### What is required
Pull out every line in the entries below that contains the string "door". Case counts.

═════ Records supplied

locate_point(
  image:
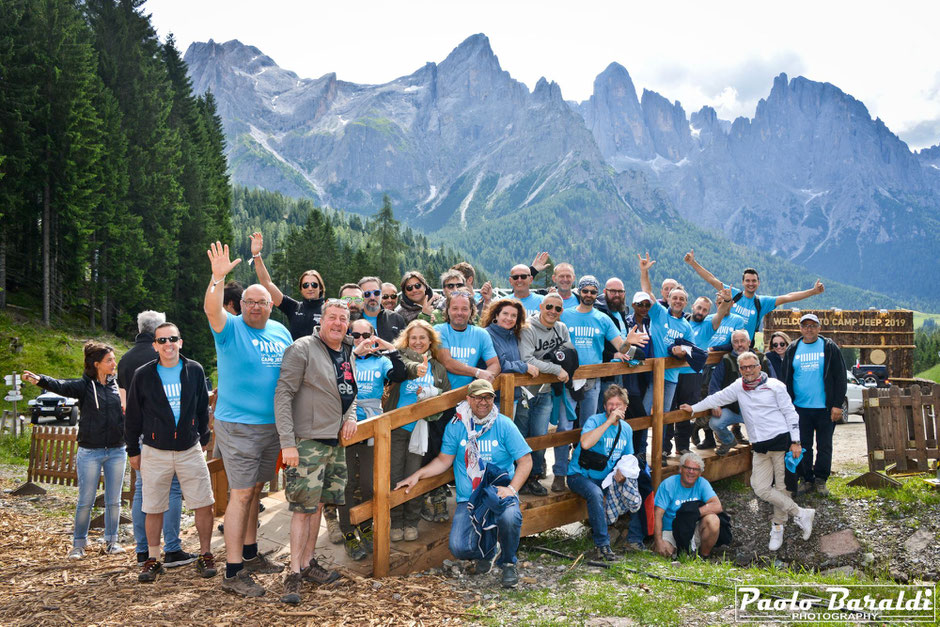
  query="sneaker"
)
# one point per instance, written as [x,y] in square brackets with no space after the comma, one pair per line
[804,520]
[366,536]
[776,537]
[510,576]
[150,570]
[332,528]
[175,559]
[261,565]
[354,548]
[317,574]
[293,584]
[243,584]
[205,565]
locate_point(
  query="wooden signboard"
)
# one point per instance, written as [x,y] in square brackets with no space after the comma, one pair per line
[881,336]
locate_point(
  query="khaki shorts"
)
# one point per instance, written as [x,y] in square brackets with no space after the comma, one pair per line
[157,468]
[319,478]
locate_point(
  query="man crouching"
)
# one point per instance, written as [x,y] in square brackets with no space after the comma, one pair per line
[491,462]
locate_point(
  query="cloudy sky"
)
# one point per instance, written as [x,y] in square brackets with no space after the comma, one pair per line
[723,54]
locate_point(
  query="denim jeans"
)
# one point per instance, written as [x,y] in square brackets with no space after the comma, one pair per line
[720,425]
[171,518]
[586,409]
[535,423]
[508,528]
[592,492]
[89,462]
[669,390]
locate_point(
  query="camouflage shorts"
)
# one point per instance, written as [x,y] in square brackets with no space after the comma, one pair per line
[319,478]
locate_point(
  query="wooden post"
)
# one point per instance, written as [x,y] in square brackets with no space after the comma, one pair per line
[655,458]
[381,517]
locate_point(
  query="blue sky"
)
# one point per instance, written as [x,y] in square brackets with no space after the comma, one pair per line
[723,54]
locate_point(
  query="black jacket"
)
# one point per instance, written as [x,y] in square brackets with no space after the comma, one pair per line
[835,381]
[102,421]
[149,413]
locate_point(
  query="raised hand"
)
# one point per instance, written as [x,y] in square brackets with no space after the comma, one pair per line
[221,261]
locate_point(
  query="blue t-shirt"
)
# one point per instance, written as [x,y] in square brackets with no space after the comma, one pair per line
[729,324]
[808,386]
[370,378]
[170,378]
[672,494]
[745,308]
[664,329]
[623,446]
[588,332]
[473,346]
[249,363]
[501,446]
[531,304]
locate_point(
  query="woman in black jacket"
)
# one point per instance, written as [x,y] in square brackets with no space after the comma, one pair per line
[100,441]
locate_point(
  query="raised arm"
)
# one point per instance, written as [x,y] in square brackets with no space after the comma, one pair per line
[707,276]
[257,243]
[792,297]
[221,265]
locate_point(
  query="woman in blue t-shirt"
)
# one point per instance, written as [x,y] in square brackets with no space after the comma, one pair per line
[600,436]
[427,378]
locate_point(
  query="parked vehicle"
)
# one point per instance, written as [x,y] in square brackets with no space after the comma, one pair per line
[49,404]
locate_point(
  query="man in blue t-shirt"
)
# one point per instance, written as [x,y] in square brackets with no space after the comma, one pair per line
[477,439]
[249,349]
[464,347]
[688,485]
[748,304]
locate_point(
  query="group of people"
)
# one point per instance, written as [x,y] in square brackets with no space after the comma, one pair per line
[291,395]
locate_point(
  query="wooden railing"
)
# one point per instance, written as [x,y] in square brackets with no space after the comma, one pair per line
[380,428]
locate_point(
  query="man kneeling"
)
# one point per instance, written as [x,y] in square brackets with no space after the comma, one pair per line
[482,445]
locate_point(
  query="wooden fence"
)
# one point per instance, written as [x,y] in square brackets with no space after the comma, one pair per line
[902,428]
[557,509]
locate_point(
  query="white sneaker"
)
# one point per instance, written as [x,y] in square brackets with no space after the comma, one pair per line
[776,537]
[804,520]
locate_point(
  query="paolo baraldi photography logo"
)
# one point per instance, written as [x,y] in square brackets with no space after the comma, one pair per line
[808,603]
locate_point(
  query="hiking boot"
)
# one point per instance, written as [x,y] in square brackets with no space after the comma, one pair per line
[261,565]
[776,537]
[243,584]
[315,573]
[354,548]
[150,570]
[174,559]
[205,565]
[804,520]
[510,576]
[293,584]
[366,537]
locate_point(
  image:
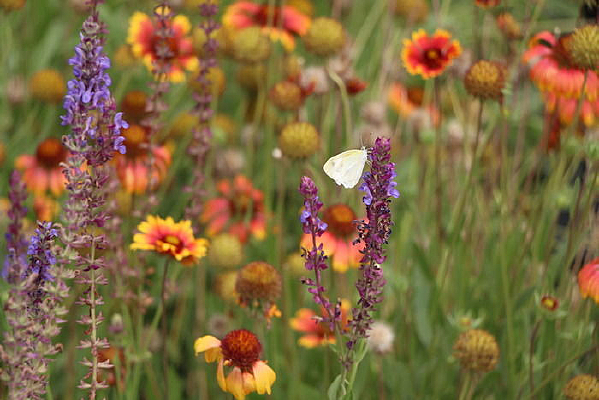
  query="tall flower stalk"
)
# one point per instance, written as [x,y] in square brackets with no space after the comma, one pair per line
[94,138]
[34,311]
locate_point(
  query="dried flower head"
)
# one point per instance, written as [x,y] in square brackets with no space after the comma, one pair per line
[486,80]
[477,350]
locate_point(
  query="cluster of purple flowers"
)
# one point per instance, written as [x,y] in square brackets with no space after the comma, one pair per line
[96,126]
[379,187]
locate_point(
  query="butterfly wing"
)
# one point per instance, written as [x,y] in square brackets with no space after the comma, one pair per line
[346,168]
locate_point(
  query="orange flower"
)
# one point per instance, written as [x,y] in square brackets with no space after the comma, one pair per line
[555,75]
[42,171]
[316,333]
[337,241]
[280,23]
[240,350]
[588,280]
[229,212]
[429,56]
[166,236]
[132,167]
[143,38]
[406,100]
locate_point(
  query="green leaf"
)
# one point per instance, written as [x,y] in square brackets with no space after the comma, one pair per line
[334,388]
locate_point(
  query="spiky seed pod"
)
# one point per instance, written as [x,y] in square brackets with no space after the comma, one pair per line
[584,48]
[485,80]
[47,85]
[477,350]
[225,251]
[325,37]
[251,45]
[299,140]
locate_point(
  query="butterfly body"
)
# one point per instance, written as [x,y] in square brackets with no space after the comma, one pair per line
[346,168]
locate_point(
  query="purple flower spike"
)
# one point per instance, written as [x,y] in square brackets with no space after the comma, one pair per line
[379,188]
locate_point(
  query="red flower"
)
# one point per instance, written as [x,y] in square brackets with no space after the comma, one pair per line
[143,40]
[229,212]
[429,56]
[588,280]
[285,22]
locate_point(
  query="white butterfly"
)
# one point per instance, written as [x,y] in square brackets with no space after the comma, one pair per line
[346,168]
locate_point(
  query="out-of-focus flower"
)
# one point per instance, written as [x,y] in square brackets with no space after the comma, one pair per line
[142,38]
[226,251]
[114,356]
[317,333]
[381,337]
[414,11]
[477,350]
[487,3]
[299,140]
[229,212]
[47,85]
[429,56]
[42,171]
[165,236]
[251,45]
[280,23]
[224,286]
[337,241]
[508,25]
[406,101]
[133,168]
[486,80]
[585,47]
[11,5]
[582,387]
[588,280]
[325,37]
[239,350]
[560,81]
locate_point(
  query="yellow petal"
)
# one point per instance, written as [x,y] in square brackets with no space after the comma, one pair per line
[235,384]
[264,376]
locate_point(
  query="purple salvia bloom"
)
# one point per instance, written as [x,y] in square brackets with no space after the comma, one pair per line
[15,240]
[34,311]
[379,187]
[315,257]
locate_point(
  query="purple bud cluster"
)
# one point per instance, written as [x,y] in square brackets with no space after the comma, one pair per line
[34,313]
[379,187]
[91,111]
[15,240]
[202,134]
[315,257]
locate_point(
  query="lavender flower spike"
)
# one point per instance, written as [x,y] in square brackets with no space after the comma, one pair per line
[315,258]
[379,188]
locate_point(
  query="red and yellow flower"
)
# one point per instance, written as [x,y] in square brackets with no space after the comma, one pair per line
[134,166]
[239,350]
[165,236]
[144,41]
[553,72]
[337,241]
[229,212]
[317,333]
[588,280]
[429,56]
[406,100]
[280,23]
[42,171]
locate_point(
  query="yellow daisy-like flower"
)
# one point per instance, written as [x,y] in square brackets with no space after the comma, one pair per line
[239,349]
[166,236]
[144,41]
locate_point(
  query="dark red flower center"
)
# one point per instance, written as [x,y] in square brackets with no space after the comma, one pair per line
[242,348]
[340,219]
[50,153]
[268,16]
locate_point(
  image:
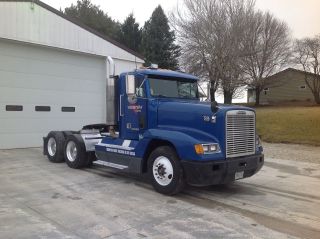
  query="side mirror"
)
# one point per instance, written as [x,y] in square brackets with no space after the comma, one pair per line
[130,85]
[214,107]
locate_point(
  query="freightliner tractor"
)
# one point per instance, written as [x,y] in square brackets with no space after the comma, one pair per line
[157,125]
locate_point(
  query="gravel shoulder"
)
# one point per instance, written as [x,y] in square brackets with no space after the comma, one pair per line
[295,152]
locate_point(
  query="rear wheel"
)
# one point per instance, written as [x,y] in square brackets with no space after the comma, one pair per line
[54,146]
[165,171]
[75,152]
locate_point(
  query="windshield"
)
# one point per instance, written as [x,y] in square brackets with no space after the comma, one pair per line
[173,88]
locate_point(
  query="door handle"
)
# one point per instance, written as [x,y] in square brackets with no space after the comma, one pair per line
[121,113]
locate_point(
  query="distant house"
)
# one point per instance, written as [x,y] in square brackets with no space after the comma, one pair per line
[287,85]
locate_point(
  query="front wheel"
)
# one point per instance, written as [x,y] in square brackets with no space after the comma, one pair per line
[165,171]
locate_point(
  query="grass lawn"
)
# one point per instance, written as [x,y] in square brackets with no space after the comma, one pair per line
[288,124]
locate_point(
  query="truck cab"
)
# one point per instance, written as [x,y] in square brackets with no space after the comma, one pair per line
[158,126]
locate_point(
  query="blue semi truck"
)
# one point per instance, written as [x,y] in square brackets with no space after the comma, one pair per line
[157,125]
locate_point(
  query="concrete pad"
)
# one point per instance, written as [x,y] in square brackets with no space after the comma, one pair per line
[39,199]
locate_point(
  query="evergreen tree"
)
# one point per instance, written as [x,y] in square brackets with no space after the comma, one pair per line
[92,16]
[130,34]
[158,42]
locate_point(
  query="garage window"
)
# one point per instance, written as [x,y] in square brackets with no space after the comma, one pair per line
[14,108]
[68,109]
[43,108]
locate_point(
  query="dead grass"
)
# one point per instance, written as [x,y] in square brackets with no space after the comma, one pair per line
[287,124]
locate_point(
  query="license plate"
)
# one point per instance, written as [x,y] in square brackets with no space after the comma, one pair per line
[239,175]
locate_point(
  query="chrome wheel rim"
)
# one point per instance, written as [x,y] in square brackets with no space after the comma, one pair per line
[71,151]
[162,171]
[52,147]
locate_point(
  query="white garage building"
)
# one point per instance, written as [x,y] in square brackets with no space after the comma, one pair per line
[53,73]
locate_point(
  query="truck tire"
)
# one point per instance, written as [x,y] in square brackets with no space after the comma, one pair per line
[165,171]
[75,152]
[54,146]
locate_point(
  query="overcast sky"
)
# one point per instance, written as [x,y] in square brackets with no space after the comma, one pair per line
[303,16]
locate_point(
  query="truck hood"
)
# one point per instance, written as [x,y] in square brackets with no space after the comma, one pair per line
[190,117]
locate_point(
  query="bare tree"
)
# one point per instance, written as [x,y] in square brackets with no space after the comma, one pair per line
[268,44]
[211,33]
[307,54]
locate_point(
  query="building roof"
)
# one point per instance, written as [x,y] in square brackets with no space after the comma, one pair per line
[291,70]
[80,24]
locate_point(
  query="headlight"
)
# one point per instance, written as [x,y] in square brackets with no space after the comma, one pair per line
[207,148]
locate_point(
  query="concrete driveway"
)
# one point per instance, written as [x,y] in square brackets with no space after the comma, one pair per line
[39,199]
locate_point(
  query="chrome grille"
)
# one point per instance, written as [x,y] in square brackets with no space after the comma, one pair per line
[240,133]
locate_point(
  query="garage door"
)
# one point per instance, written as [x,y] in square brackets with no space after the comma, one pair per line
[43,89]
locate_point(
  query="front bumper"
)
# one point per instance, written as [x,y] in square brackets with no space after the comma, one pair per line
[221,171]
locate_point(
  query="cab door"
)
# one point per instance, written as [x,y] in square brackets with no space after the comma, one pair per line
[134,108]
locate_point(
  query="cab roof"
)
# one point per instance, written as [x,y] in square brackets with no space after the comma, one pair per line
[166,73]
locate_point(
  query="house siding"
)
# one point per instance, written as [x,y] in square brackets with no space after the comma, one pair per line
[285,87]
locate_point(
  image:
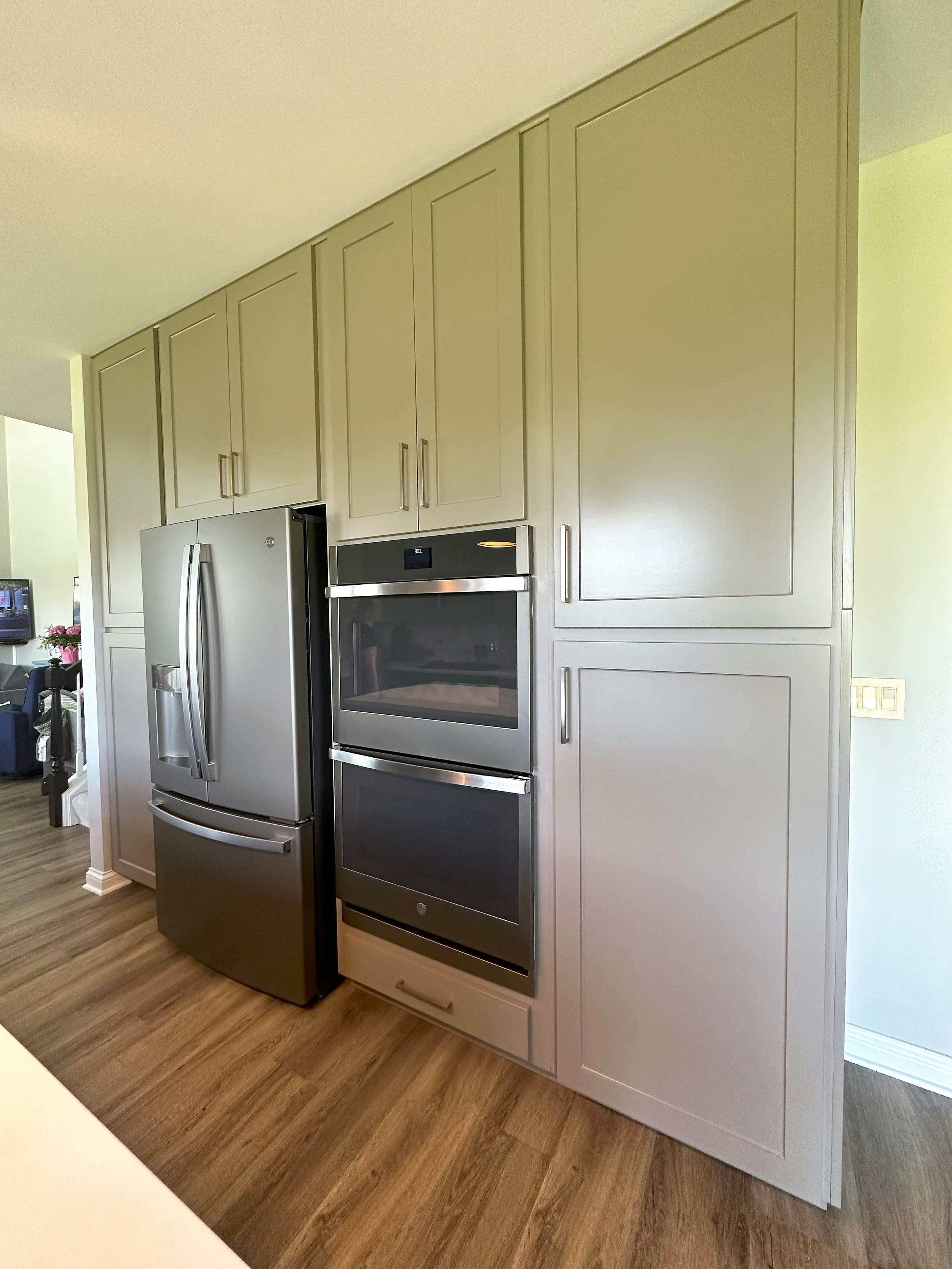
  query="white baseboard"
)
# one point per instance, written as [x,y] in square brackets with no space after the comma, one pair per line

══════════

### Solution to this task
  query="door handle"
  query="garage door"
  query="cab door"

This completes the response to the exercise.